>>>

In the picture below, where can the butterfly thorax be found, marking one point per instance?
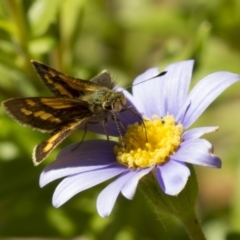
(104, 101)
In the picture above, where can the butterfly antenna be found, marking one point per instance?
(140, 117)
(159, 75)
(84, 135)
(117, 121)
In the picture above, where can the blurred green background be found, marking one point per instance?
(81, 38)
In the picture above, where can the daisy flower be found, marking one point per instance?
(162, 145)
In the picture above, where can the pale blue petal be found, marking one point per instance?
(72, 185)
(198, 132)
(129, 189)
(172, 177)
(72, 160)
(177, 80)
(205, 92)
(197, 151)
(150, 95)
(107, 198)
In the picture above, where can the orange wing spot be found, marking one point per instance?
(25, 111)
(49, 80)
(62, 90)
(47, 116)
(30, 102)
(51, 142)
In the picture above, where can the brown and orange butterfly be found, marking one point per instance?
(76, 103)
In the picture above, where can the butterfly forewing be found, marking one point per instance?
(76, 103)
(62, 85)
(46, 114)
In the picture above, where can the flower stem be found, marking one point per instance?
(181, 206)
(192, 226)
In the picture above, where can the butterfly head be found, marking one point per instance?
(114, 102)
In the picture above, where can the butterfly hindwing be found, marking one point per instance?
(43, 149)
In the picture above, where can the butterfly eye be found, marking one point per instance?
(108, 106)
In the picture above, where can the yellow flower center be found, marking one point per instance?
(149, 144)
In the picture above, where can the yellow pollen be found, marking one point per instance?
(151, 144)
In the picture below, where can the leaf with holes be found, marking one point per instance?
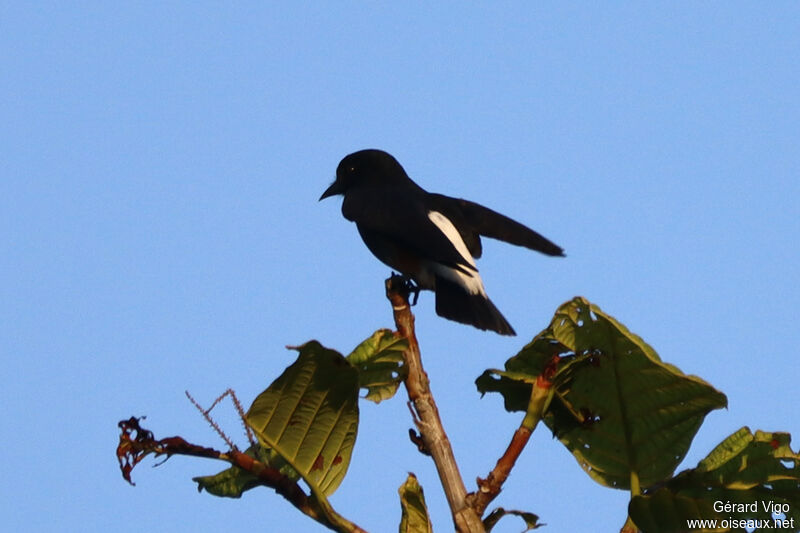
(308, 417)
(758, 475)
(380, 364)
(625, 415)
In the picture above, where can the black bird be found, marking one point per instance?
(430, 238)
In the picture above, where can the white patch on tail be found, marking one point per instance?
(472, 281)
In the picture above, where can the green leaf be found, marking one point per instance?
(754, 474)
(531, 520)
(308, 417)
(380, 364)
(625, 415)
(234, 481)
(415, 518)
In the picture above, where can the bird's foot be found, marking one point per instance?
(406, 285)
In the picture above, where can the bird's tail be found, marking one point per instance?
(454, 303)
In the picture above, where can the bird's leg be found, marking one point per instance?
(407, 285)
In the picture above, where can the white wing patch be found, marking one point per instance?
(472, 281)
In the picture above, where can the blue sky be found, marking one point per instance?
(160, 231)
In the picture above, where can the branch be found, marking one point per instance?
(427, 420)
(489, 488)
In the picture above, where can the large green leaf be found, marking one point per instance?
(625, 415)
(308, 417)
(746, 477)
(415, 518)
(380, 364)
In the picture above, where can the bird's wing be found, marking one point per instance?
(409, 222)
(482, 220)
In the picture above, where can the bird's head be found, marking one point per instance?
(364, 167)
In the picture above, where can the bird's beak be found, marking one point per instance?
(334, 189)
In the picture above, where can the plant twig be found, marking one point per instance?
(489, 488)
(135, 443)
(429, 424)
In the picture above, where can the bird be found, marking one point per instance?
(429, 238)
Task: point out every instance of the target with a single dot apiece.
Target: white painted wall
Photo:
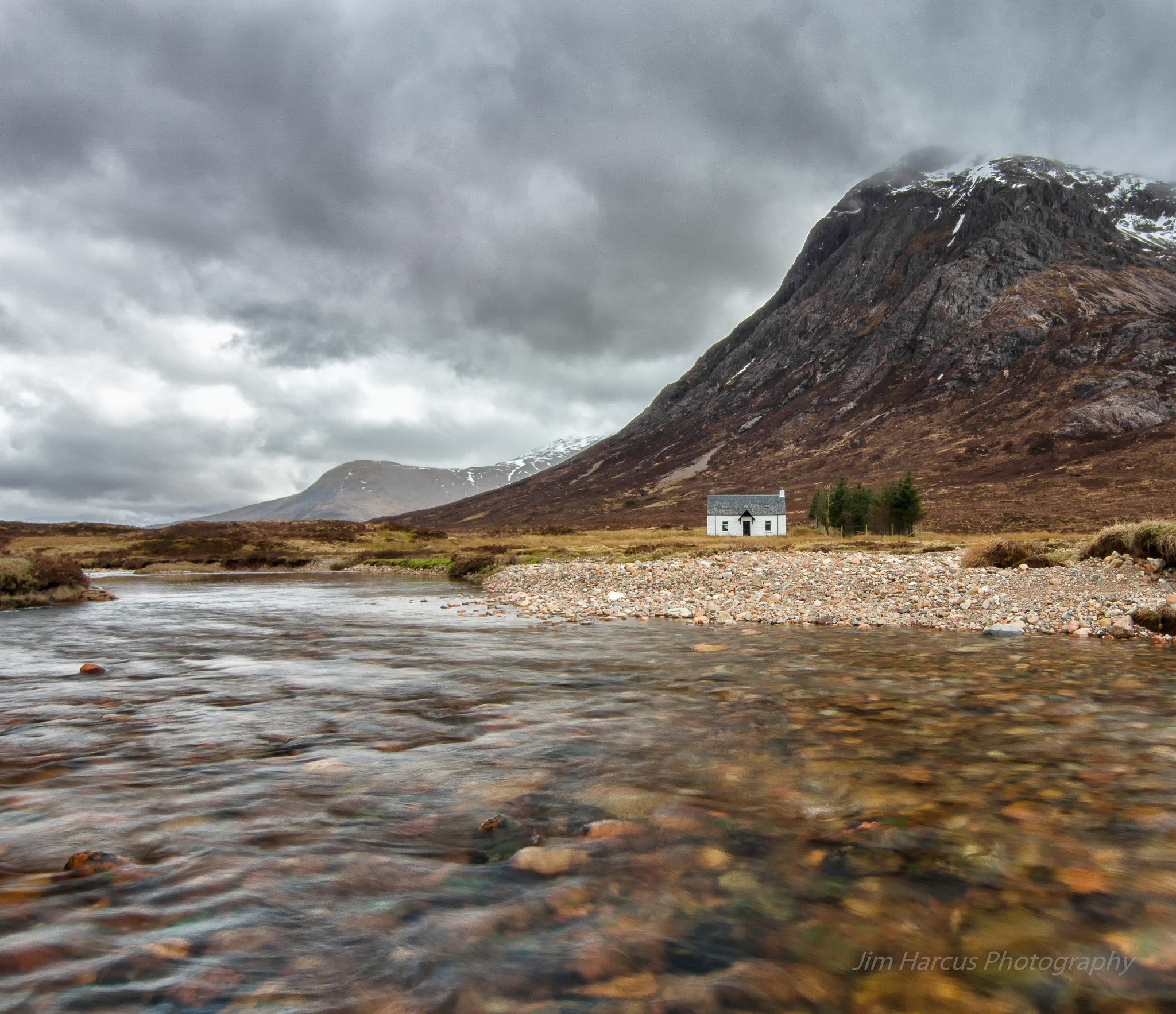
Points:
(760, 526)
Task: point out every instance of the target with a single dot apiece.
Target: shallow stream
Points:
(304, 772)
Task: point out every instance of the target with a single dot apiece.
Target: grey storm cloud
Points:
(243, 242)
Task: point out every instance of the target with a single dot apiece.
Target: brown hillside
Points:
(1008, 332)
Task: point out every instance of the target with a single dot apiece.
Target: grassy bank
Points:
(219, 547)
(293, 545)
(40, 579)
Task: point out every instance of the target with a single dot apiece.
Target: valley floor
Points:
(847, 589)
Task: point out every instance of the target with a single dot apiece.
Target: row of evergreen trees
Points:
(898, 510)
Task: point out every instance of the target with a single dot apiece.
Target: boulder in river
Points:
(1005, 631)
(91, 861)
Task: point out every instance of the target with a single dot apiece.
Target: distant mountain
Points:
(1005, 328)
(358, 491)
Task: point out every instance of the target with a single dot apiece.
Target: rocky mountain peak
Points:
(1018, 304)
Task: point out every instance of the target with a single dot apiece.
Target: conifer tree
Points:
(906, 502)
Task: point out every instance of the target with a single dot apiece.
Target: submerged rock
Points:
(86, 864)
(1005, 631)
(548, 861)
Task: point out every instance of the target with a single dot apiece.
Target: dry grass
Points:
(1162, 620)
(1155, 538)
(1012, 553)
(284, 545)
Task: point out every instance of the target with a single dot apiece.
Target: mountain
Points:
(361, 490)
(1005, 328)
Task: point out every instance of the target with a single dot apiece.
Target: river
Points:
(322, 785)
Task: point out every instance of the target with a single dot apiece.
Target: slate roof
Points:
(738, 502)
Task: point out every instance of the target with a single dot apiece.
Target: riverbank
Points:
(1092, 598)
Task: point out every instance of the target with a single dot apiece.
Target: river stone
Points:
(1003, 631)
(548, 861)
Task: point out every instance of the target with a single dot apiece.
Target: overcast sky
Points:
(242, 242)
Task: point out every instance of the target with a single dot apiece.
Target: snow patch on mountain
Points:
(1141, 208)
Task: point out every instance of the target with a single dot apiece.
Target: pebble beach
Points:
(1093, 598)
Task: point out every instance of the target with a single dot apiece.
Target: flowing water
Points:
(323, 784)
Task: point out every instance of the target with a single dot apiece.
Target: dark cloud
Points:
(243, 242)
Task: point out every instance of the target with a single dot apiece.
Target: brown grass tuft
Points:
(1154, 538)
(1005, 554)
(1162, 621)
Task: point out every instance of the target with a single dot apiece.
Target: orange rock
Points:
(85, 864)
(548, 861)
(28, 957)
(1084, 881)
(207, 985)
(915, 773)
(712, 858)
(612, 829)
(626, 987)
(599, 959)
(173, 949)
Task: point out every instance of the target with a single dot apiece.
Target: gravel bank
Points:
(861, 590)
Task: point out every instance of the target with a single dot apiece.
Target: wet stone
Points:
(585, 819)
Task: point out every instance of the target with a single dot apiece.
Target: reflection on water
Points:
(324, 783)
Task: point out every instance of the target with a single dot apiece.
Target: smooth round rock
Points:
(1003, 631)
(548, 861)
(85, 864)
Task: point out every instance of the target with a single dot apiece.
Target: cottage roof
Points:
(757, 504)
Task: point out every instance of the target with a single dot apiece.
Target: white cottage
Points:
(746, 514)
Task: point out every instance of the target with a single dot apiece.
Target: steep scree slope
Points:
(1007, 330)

<<<

» Task directions: The material above should be printed again exactly, with each picture left out.

» Reply to the exercise:
In the picture below, where can the butterfly thorax be found, marking one point per instance?
(104, 101)
In the picture above, where can the butterfly antenna be found, marking one point per instance?
(140, 117)
(159, 75)
(84, 135)
(117, 121)
In the picture above, where can the blurred green background be found, marking one point per instance?
(81, 38)
In the picture above, where can the daisy flower be found, marking one point per instance?
(162, 145)
In the picture above, where can the pale blue petal be found, marking one point per instance?
(72, 185)
(198, 132)
(129, 189)
(172, 177)
(72, 160)
(177, 80)
(205, 92)
(197, 151)
(150, 95)
(107, 198)
In the picture above, where can the orange wing spot be found, marking one point per instance?
(25, 111)
(49, 80)
(62, 90)
(47, 116)
(30, 102)
(51, 142)
In the picture above, where can the brown and orange butterfly be found, marking one point per instance?
(76, 103)
In the picture above, where can the butterfly forewing be found, marking one point per instance?
(76, 103)
(62, 85)
(46, 114)
In the picture above, where can the flower stem be found, marking one point per instance?
(181, 206)
(192, 226)
In the picture above, where can the butterfly head be found, marking one point per instance?
(114, 102)
In the picture above, where can the butterfly hindwing be found, marking one point per instance?
(43, 149)
In the picture above, where can the butterfly eye be found, marking one point per instance?
(108, 106)
In the picture above, where can the yellow flower center be found, marking one point per instance?
(149, 144)
In the picture above, where can the yellow pollen be found, marking one point per instance?
(151, 144)
In the picture below, where can the leaf with holes be found, marking one point per instance?
(308, 417)
(758, 475)
(380, 364)
(625, 415)
In the picture above, where can the black bird be found, marking one point per instance?
(430, 238)
In the picture above, where can the white patch on tail be found, marking one point per instance?
(472, 281)
In the picture above, where can the green leaf be found, marking one point per instance?
(754, 474)
(531, 520)
(308, 417)
(380, 364)
(625, 415)
(234, 481)
(415, 518)
In the picture above, where can the bird's foot be found, marking one point per instance?
(406, 285)
In the picture above, where can the bird's tail be found, marking one point per instance?
(454, 303)
In the picture above, where can the bird's leg be found, marking one point per instance?
(407, 285)
In the picture above, where can the white wing patch be found, marking one point per instance?
(472, 281)
In the picture above, where can the blue sky be found, marking one point per instance?
(160, 231)
In the picture above, where can the branch be found, marking one point per instance?
(427, 420)
(489, 488)
In the picture above, where can the large green leaf be found, marking one point per instance?
(625, 415)
(308, 417)
(746, 477)
(415, 518)
(380, 364)
In the picture above, where can the bird's wing be found, marking one point per instance?
(409, 222)
(482, 220)
In the picture above, where can the bird's head be found, marking one point per instance?
(364, 167)
In the picture above, where can the bird's beak be found, marking one point per instance?
(334, 189)
In the picture above, where can the plant twig be found, marking one point per instance?
(489, 488)
(135, 443)
(429, 424)
In the picture above, where can the bird be found, marking one point per instance?
(429, 238)
Task: point out every instance of the target with a single dot apiece.
Target: white painted wall
Photo:
Points:
(760, 526)
Task: point out every instance of the target with a single dot apiece.
Target: shallow stream
Points:
(304, 772)
Task: point out every instance of the target with a single dot apiece.
Target: grey storm cloud
Points:
(243, 242)
Task: point out every instance of the target with a single dot apiece.
Target: brown hillside
Points:
(1008, 332)
Task: point out every instance of the target with a single dot apiece.
Target: grassy bank
Points:
(219, 547)
(293, 545)
(40, 579)
Task: point out every instance of the target with a single dot apiece.
Target: valley floor
Points:
(847, 589)
Task: point out every instance of the target with a single dot apiece.
Target: row of evergreen trees
Points:
(898, 510)
Task: point out every instance of the target with a single dot apiece.
Target: boulder in river
Points:
(1005, 631)
(91, 861)
Task: point out every instance of the target with a single dot apiece.
Target: distant mountain
Points:
(1005, 328)
(358, 491)
Task: point out every instance of the target with a single dot apiece.
Target: rocky mountain peak
Points:
(1018, 304)
Task: point out every instance of the target with a single dot apiece.
Target: conifer tree
Points:
(906, 502)
Task: point out every instance of the target with a single dot apiece.
Target: submerged rock
Points:
(86, 864)
(1005, 631)
(548, 861)
Task: point out every instance of the target with a single dot apiece.
Target: dry grass
Points:
(1162, 620)
(1155, 538)
(1012, 553)
(284, 545)
Task: point out every instance of the target with a single dot apiece.
Target: mountain
Points:
(361, 490)
(1005, 328)
Task: point out every instance of the target with a single dot apiece.
Target: river
Points:
(322, 785)
Task: point out every instance of the target with a single dot apiece.
Target: slate roof
Points:
(738, 502)
Task: point out every instance of the target with a single dot apiece.
Target: riverbank
Points:
(1092, 598)
Task: point out every instance of the target with a single dot apiece.
Target: river stone
Points:
(1003, 631)
(548, 861)
Task: point out every instance of the target with a single dot apiece.
Target: overcast sky
Points:
(242, 242)
Task: point out every instance of the target with a single dot apiece.
Target: snow patch on mountain
Points:
(1141, 208)
Task: point out every instance of the target with a single dot apiece.
Target: pebble beach
Points:
(1093, 598)
Task: point out every instance of the target with a single dot apiece.
Target: flowing water
Points:
(323, 784)
Task: point out every instance of the target with a single dot apiece.
Target: dark cloud
Points:
(243, 242)
Task: point out every instance of the target with a single dot apiece.
Target: brown grass tuft
Points:
(1154, 538)
(1005, 554)
(1162, 621)
Task: point out every instance of the target with a single dot apiece.
Target: orange rock
Points:
(85, 864)
(548, 861)
(28, 957)
(1084, 881)
(207, 985)
(915, 773)
(712, 858)
(612, 829)
(626, 987)
(599, 959)
(173, 949)
Task: point out every instance of the target with a single dot apiece.
Target: gravel bank
Points:
(861, 590)
Task: point out every instance of the target with a single dot apiece.
Target: wet stone
Points:
(585, 819)
Task: point out every instance of the target with a single dot apiece.
Target: reflection on water
Points:
(324, 783)
Task: point out every instance of the target with a single dot apiece.
Target: smooth round rock
Points:
(1003, 631)
(548, 861)
(85, 864)
Task: point out every instance of the target with a single dot apiece.
Target: cottage roof
Points:
(757, 504)
Task: point out every instance of the target with a single dot apiece.
Target: white cottage
Points:
(746, 514)
Task: point out every instance of the target with a single dot apiece.
Target: steep scree slope
Points:
(1007, 330)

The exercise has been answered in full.